§ DIRECTION
Give the lines below as a Markdown table with the columns Row and Line, leaving out blank lines. Begin at the line that has "TARGET = green corn leaf" and stop after the last line of the items.

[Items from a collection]

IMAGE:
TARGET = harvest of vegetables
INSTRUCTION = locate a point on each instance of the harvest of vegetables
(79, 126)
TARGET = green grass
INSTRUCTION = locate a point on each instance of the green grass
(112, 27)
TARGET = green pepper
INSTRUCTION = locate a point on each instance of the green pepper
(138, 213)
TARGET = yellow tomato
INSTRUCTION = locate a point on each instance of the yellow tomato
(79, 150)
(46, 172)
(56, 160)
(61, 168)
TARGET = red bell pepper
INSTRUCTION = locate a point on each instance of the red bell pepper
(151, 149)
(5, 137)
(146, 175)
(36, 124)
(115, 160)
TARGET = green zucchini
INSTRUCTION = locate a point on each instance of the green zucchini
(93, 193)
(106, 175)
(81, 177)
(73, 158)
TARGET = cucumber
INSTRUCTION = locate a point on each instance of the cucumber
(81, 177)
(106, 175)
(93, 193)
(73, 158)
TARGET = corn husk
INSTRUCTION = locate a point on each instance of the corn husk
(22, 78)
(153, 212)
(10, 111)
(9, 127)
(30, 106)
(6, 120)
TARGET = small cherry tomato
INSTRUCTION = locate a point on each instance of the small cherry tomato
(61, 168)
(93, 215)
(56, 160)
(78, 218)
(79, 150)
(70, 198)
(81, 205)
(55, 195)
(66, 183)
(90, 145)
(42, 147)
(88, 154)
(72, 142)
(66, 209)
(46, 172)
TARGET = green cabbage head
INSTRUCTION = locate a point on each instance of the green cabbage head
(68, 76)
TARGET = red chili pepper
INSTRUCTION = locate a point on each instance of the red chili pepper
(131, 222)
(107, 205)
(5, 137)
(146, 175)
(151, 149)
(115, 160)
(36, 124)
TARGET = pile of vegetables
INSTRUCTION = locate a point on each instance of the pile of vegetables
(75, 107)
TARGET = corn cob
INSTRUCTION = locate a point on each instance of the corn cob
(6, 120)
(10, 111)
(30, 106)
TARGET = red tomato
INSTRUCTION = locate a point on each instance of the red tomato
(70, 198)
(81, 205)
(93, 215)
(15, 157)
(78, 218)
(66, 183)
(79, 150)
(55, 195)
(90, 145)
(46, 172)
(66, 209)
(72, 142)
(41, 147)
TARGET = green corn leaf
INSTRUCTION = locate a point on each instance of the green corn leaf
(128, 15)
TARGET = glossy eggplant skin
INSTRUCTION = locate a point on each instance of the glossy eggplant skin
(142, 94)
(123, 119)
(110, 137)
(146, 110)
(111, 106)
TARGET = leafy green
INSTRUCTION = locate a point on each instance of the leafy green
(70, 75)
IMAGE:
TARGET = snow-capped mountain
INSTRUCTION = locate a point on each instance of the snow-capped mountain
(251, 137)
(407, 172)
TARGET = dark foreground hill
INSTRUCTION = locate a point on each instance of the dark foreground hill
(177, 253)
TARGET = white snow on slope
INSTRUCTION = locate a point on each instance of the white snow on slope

§ COMPLETED EXERCISE
| Row | Line |
|---|---|
| 1 | TARGET = green corn leaf |
| 2 | INSTRUCTION = locate a point on each instance of the green corn leaf |
| 3 | (128, 15) |
| 4 | TARGET = glossy eggplant skin |
| 5 | INSTRUCTION = locate a point on each instance of the glossy eggplant skin |
| 6 | (142, 94) |
| 7 | (123, 119) |
| 8 | (110, 137) |
| 9 | (146, 110) |
| 10 | (111, 106) |
| 11 | TARGET = leafy green |
| 12 | INSTRUCTION = locate a point on each instance of the leafy green |
| 13 | (70, 75) |
| 14 | IMAGE: |
| 15 | TARGET = snow-capped mountain |
| 16 | INSTRUCTION = locate a point on each instance of the snow-capped mountain |
| 17 | (251, 137) |
| 18 | (407, 172) |
| 19 | TARGET = dark foreground hill |
| 20 | INSTRUCTION = locate a point on each instance of the dark foreground hill |
| 21 | (177, 253) |
| 22 | TARGET = white snow on slope |
| 23 | INSTRUCTION = locate a point on each instance of the white snow on slope |